=== Extracted records ===

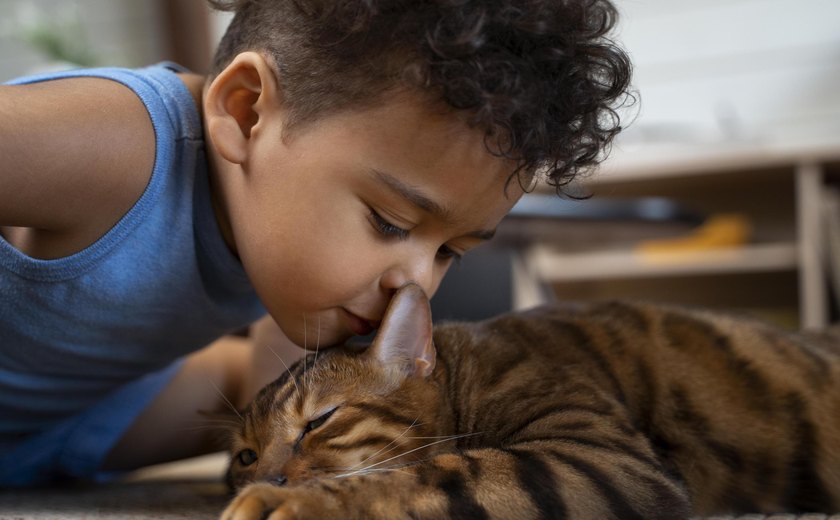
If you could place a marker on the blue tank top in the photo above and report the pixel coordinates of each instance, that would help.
(160, 284)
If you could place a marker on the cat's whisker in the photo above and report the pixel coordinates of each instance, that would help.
(371, 471)
(412, 425)
(317, 345)
(303, 378)
(428, 445)
(225, 399)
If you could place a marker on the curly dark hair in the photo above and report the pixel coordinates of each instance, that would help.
(541, 78)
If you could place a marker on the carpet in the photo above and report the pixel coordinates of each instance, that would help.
(187, 489)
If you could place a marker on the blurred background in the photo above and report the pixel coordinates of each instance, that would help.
(722, 191)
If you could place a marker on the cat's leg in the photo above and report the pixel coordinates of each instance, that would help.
(534, 480)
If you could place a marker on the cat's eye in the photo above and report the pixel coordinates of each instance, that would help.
(247, 457)
(317, 423)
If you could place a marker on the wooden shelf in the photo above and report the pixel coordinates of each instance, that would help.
(551, 265)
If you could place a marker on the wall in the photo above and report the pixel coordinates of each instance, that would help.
(717, 72)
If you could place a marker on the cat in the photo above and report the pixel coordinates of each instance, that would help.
(591, 411)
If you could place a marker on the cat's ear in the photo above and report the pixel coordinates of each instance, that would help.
(405, 336)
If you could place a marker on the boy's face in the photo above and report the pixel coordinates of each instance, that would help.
(331, 221)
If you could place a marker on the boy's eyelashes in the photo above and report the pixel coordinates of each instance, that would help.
(390, 230)
(386, 228)
(445, 253)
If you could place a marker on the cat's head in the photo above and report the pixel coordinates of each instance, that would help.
(348, 410)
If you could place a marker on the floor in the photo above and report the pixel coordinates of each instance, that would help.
(189, 489)
(192, 489)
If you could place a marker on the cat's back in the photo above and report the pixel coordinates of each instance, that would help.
(746, 413)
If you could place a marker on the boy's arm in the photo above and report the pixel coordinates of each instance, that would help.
(77, 154)
(172, 428)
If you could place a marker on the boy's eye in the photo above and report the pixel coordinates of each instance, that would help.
(386, 228)
(445, 253)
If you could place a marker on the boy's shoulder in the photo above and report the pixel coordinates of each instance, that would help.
(80, 153)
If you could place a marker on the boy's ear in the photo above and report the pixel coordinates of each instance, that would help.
(404, 339)
(237, 101)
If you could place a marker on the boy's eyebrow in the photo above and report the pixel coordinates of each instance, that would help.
(416, 197)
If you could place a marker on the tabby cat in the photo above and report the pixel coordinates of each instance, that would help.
(599, 411)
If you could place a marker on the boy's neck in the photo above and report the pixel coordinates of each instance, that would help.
(197, 85)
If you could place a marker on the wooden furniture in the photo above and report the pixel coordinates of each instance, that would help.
(781, 271)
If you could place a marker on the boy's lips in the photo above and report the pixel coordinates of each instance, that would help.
(358, 325)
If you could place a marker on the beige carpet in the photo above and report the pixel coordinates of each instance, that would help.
(189, 489)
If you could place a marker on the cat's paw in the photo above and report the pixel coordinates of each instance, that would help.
(268, 501)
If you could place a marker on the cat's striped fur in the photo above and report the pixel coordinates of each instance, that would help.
(602, 411)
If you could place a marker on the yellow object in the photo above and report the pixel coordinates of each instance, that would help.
(718, 231)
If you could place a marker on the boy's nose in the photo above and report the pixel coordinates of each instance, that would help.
(417, 269)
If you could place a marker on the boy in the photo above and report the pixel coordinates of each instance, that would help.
(337, 151)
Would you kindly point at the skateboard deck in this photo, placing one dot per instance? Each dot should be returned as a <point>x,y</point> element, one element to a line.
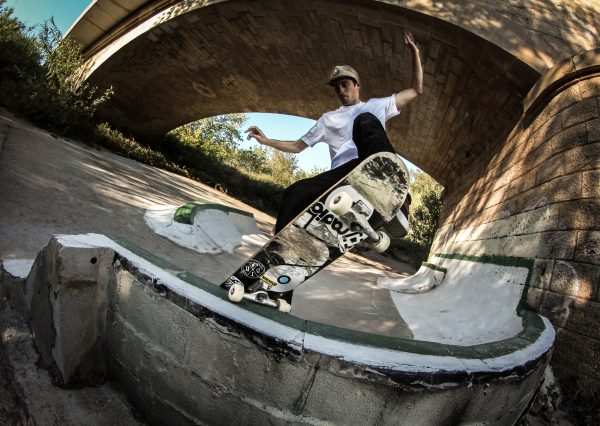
<point>349,213</point>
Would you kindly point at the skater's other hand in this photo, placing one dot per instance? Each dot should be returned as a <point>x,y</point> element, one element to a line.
<point>409,40</point>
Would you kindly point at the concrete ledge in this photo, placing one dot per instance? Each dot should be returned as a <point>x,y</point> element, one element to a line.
<point>184,354</point>
<point>43,403</point>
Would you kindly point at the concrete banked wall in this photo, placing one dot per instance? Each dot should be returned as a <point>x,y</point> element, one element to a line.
<point>184,354</point>
<point>539,198</point>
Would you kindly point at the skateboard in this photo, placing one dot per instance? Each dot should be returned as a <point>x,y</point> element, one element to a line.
<point>351,212</point>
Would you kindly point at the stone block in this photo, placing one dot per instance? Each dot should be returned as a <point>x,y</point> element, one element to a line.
<point>591,184</point>
<point>580,112</point>
<point>576,362</point>
<point>541,273</point>
<point>590,87</point>
<point>582,158</point>
<point>584,318</point>
<point>588,247</point>
<point>544,245</point>
<point>583,214</point>
<point>67,303</point>
<point>553,167</point>
<point>578,280</point>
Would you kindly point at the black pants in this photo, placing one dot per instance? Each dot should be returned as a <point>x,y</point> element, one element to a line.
<point>370,138</point>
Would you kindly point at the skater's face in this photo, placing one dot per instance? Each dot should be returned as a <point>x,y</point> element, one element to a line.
<point>347,91</point>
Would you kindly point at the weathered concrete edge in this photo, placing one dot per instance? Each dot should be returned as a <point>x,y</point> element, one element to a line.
<point>559,76</point>
<point>389,355</point>
<point>185,214</point>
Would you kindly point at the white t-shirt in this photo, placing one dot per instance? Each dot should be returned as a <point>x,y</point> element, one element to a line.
<point>335,127</point>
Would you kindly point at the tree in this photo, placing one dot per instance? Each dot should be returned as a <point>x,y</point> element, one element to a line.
<point>425,209</point>
<point>215,137</point>
<point>39,76</point>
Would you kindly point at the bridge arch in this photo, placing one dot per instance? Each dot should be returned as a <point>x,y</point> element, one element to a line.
<point>520,180</point>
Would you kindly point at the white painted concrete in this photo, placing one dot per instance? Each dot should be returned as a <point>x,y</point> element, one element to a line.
<point>386,358</point>
<point>477,303</point>
<point>18,267</point>
<point>212,231</point>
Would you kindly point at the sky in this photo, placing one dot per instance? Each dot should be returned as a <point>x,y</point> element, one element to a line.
<point>275,126</point>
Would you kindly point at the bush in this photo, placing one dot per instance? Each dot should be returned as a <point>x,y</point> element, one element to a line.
<point>39,77</point>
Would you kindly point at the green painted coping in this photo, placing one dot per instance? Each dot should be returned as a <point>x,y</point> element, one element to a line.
<point>185,213</point>
<point>434,267</point>
<point>533,324</point>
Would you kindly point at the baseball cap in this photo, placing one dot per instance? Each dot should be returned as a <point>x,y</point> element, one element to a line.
<point>340,71</point>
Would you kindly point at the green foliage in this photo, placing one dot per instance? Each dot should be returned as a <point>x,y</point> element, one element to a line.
<point>425,209</point>
<point>19,57</point>
<point>39,76</point>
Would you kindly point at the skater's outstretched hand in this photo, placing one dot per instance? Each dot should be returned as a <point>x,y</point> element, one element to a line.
<point>256,133</point>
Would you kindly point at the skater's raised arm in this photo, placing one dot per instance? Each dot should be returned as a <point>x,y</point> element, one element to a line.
<point>405,96</point>
<point>285,146</point>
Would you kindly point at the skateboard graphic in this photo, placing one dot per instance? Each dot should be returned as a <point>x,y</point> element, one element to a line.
<point>351,212</point>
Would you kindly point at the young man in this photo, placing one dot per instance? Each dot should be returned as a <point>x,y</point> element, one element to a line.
<point>353,132</point>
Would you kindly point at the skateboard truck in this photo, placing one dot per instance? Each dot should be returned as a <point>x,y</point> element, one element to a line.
<point>237,292</point>
<point>355,214</point>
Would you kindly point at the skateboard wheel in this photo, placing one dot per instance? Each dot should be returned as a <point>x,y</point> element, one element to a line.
<point>236,292</point>
<point>283,306</point>
<point>341,203</point>
<point>383,243</point>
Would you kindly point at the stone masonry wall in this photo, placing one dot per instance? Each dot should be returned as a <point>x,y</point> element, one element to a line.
<point>539,197</point>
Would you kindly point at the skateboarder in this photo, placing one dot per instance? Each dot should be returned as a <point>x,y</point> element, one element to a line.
<point>353,132</point>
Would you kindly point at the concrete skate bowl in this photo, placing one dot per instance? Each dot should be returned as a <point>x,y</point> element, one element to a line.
<point>508,124</point>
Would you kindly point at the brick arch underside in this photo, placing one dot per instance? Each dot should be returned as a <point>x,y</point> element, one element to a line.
<point>267,56</point>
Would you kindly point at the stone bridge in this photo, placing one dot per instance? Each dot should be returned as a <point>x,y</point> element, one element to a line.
<point>509,122</point>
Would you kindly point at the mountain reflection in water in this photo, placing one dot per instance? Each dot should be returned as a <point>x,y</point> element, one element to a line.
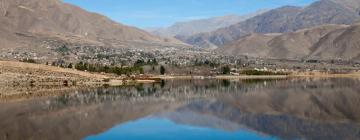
<point>193,109</point>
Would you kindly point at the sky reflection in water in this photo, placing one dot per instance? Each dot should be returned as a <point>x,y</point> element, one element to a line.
<point>151,128</point>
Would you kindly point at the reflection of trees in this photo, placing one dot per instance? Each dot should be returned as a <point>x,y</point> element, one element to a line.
<point>302,108</point>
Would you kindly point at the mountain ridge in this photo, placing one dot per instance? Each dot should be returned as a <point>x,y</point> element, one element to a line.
<point>281,20</point>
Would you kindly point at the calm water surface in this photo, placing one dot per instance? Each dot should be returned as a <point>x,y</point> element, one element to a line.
<point>320,109</point>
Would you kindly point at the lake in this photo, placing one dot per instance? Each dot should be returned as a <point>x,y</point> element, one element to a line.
<point>258,109</point>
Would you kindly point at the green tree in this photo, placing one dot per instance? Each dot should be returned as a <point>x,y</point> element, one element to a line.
<point>70,66</point>
<point>226,70</point>
<point>162,70</point>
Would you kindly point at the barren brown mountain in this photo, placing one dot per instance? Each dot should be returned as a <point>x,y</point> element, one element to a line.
<point>282,20</point>
<point>326,42</point>
<point>26,23</point>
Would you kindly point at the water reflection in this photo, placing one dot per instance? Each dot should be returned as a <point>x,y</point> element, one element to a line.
<point>193,109</point>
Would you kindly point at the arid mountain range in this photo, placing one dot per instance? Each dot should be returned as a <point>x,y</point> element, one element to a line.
<point>282,20</point>
<point>25,23</point>
<point>324,30</point>
<point>186,29</point>
<point>326,42</point>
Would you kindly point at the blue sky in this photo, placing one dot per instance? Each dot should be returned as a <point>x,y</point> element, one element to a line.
<point>162,13</point>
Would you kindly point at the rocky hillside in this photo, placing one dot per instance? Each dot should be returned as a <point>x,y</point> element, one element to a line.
<point>189,28</point>
<point>25,23</point>
<point>282,20</point>
<point>326,42</point>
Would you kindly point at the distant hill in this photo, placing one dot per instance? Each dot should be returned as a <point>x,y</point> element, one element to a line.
<point>25,23</point>
<point>326,42</point>
<point>185,29</point>
<point>282,20</point>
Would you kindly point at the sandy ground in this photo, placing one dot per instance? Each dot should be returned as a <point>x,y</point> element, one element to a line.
<point>18,78</point>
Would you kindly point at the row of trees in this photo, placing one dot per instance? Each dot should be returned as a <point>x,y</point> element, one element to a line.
<point>109,69</point>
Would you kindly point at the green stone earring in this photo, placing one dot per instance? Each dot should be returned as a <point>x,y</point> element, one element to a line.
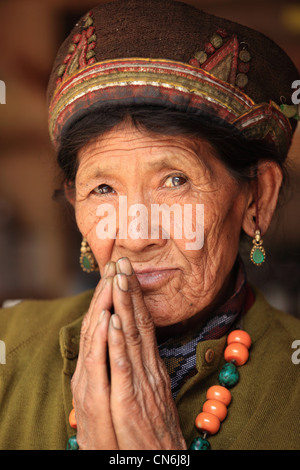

=== Work item ===
All that should appear in the response is the run of lines from the one with "Would you kindly point at the rocky" through the final line of the records, restated exactly, with pictures omitted.

=== Output of the task ===
Would you kindly point at the rocky hillside in this photo, placing one dot per instance? Each dot should be returned as a <point>x,y</point> element, one element to a line.
<point>189,28</point>
<point>25,23</point>
<point>282,20</point>
<point>326,42</point>
Would you kindly point at the distant hill in this photo, placing one dot per instance? Each dot should be returned as a <point>x,y</point> element, one element to a line.
<point>25,23</point>
<point>326,42</point>
<point>185,29</point>
<point>282,20</point>
Would you kindly point at the sandy ground in this photo, placing one dot per instance? Each dot should be returned as a <point>x,y</point> element, one element to a line.
<point>18,78</point>
Would you kindly point at the row of trees in this photo, placing one dot per instance? Each dot should be returned as a <point>x,y</point> element, one element to a line.
<point>109,69</point>
Would you kindly point at the green stone earring in this photo, placing one dot per instance? Each dot should be returned as a <point>x,y</point> element, one element to a line.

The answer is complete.